### KUTIPAN HALAMAN
Penyidik menggeledah kediaman Harvey yang berlokasi di apartemen The Pakubuwono, Jakarta Selatan, Senin (1/4/2024). Di sana, penyidik menyita dua mobil mewah, yakni satu mobil Mini Cooper S Countryman F 60 berwarna merah dan satu mobil Rolls-Royce berwarna hitam.
”Kegiatan penggeledahan dan penyitaan dilakukan oleh Tim Penyidik untuk menindaklanjuti kesesuaian hasil dari pemeriksaan/keterangan para tersangka dan saksi mengenai aliran dana yang diduga berasal dari beberapa perusahaan yang terkait dengan kegiatan tata niaga timah ilegal,” kata Kepala Pusat Penerangan Hukum kejaksaan Agung Ketut Sumedana, Selasa (2/1/2024).
Selain dua mobil mewah, dari rumah suami aktris Sandra Dewi tersebut, penyidik juga menyita barang bukti elektronik, kumpulan dokumen terkait kasus, serta sejumlah barang lainnya. Hingga saat ini, penyidik masih melakukan verifikasi terhadap keaslian barang tersebut. Ketut memastikan penyidik akan menggali fakta baru beserta barang bukti untuk mengungkap kasus tersebut.

### DAFTAR YANG DISEDIAKAN
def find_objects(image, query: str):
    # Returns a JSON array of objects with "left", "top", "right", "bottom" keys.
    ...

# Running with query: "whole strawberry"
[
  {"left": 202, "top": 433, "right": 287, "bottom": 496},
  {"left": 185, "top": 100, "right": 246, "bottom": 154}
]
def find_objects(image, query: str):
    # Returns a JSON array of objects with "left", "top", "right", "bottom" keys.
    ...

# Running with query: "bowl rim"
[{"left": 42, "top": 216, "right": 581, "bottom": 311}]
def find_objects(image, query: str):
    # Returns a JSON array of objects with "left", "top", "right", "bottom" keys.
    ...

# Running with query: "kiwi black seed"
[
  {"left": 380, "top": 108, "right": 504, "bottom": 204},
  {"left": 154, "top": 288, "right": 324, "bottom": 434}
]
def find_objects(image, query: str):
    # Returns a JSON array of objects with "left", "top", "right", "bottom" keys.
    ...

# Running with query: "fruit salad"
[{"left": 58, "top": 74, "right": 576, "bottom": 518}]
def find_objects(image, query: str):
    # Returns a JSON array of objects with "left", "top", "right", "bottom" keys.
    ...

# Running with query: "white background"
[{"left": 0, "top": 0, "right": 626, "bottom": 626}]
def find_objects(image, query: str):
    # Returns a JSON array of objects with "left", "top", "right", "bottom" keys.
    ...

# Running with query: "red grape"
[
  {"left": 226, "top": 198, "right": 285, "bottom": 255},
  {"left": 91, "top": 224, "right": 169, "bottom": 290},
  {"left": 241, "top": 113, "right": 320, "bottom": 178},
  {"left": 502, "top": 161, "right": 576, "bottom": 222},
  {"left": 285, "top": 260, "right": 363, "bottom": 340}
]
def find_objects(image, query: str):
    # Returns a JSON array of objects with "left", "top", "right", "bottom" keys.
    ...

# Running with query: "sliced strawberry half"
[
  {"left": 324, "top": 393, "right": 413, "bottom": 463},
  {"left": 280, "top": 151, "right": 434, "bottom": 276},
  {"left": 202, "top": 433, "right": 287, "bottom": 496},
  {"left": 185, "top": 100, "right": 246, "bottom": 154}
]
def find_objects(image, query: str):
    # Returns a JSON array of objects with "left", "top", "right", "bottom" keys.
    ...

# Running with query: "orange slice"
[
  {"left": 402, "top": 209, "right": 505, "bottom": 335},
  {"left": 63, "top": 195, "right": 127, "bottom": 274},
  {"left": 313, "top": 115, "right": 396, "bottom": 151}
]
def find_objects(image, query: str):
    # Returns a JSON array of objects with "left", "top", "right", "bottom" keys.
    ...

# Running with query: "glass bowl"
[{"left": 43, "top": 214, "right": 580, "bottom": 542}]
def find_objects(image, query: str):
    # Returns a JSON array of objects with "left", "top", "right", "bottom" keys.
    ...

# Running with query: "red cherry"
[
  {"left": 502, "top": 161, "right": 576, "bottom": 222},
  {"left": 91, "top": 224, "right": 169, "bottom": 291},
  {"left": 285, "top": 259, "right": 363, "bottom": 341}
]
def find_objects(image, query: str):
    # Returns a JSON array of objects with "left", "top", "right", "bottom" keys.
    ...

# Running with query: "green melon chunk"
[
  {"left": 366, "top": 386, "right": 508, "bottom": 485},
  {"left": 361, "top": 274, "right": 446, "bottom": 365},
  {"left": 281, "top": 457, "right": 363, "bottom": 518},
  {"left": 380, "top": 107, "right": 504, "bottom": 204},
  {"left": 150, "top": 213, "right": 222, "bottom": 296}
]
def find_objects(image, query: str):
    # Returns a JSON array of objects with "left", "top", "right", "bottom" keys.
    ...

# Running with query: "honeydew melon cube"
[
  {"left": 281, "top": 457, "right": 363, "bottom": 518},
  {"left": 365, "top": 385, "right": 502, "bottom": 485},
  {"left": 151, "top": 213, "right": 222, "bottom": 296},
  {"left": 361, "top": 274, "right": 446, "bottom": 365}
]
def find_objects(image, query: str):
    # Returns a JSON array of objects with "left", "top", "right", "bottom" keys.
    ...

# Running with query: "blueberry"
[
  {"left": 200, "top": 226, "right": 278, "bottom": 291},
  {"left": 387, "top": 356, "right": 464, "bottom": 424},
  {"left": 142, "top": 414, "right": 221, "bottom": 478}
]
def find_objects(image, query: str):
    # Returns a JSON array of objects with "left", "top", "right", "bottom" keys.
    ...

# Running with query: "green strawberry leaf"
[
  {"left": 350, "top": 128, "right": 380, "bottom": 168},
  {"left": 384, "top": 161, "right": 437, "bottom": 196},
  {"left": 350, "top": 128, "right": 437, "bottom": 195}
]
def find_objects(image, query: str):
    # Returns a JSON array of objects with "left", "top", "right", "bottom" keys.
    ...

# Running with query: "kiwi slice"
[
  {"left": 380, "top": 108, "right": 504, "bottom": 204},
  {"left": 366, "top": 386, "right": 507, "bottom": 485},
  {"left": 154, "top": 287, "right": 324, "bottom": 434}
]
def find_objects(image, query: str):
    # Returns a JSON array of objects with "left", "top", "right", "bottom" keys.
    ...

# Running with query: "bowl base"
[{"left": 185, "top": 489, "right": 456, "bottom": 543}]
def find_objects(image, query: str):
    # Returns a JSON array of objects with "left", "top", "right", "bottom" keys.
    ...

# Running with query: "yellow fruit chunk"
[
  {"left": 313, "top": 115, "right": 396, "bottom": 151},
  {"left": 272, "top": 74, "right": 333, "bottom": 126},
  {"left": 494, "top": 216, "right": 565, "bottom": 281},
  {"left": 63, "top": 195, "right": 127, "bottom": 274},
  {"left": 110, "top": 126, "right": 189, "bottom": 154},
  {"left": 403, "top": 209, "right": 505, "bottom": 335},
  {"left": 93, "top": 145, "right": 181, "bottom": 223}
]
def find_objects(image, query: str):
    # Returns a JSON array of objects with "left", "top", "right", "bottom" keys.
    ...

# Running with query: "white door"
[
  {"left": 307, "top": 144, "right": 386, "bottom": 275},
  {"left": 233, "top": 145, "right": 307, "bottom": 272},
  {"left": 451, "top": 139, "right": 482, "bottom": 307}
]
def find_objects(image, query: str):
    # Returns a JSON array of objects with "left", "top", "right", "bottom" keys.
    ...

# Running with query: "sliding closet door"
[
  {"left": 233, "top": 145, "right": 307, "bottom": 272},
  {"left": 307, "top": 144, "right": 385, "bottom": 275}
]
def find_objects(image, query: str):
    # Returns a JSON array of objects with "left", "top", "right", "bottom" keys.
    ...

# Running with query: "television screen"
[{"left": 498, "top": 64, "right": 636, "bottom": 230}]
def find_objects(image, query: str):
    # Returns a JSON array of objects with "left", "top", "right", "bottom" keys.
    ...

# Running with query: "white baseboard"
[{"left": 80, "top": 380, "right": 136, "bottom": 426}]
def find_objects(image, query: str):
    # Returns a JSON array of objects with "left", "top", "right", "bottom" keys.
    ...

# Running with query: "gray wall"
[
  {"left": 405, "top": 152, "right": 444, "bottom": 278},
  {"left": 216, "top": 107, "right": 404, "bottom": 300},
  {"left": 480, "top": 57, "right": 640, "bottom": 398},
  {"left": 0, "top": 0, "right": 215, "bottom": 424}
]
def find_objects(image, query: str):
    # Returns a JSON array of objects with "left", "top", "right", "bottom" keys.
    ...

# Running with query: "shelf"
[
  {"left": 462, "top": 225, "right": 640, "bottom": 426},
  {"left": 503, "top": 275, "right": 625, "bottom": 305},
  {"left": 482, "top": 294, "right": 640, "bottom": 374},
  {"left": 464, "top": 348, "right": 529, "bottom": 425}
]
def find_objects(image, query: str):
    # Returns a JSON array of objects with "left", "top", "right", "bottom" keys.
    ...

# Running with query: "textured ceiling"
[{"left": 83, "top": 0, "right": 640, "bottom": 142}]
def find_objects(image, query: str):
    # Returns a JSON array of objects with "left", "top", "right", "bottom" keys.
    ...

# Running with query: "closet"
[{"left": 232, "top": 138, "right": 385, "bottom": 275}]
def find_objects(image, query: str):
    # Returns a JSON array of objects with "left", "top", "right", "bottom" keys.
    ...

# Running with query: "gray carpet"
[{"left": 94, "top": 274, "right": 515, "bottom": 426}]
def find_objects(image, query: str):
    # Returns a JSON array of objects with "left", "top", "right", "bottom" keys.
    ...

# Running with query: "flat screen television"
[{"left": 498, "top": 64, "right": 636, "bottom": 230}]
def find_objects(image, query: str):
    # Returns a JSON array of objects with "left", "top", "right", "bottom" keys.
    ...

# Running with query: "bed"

### TUGAS TERTULIS
1 – Tuliskan ulang sebagian kutipan tentang penggeledahan kediaman Harvey secara persis. Mulailah dari kata-kata yang memuat "Selain dua mobil" dan berhentilah setelah "mengungkap kasus tersebut.".
2 – Lanjutkan kutipan tentang penggeledahan kediaman Harvey, dimulai sesudah kalimat terakhirnya.

### HASIL TUGAS
1 –
Selain dua mobil mewah, dari rumah suami aktris Sandra Dewi tersebut, penyidik juga menyita barang bukti elektronik, kumpulan dokumen terkait kasus, serta sejumlah barang lainnya. Hingga saat ini, penyidik masih melakukan verifikasi terhadap keaslian barang tersebut. Ketut memastikan penyidik akan menggali fakta baru beserta barang bukti untuk mengungkap kasus tersebut.

2 –
Sebelumnya, ketika menggeledah rumah Helena Lim, tersangka lain dalam kasus Timah, di kawasan Pantai Indah Kapuk, Jakarta Utara, penyidik menyita uang sebesar Rp 10 miliar dan 2 juta dollar Singapura.
Selaku perpanjangan tangan PT Refined Bangka Tin, Harvey Moeis diduga telah mengumpulkan uang dari beberapa perusahaan yang ikut dalam kegiatan penambangan ilegal. Uang itu dikelola melalui perusahaan tempat Helena Lim bekerja, PT Quantum Skyline Exchange, dengan dalih dana tanggung jawab sosial perusahaan (CSR).
Direktur Penyidikan Jaksa Agung Muda Tindak Pidana Khusus Kejagung Kuntadi mengungkapkan, dalam mendalami setiap perkara korupsi, penyidik Kejagung juga selalu menelisik kemungkinan adanya tindak pidana pencucian uang. Hal itu disebutnya sudah menjadi prosedur tetap penyidik Kejagung.
Sudah seharusnya diterapkan tindak pidana pencucian uang karena kesan mereka bermewah-mewahan ternyata diduga dari hasil korupsi.
Terkait dengan harta benda atau aset yang disita, lanjut Kuntadi, penyidik masih terus menelusuri. Jika penyidik menemukan adanya keterkaitan suatu aset dengan kasus tersebut atau merupakan hasil kejahatan, aset tersebut akan disita penyidik. ”Terkait dengan keuntungan (yang diterima tersangka), masih dalam proses penelusuran kami,” ujarnya.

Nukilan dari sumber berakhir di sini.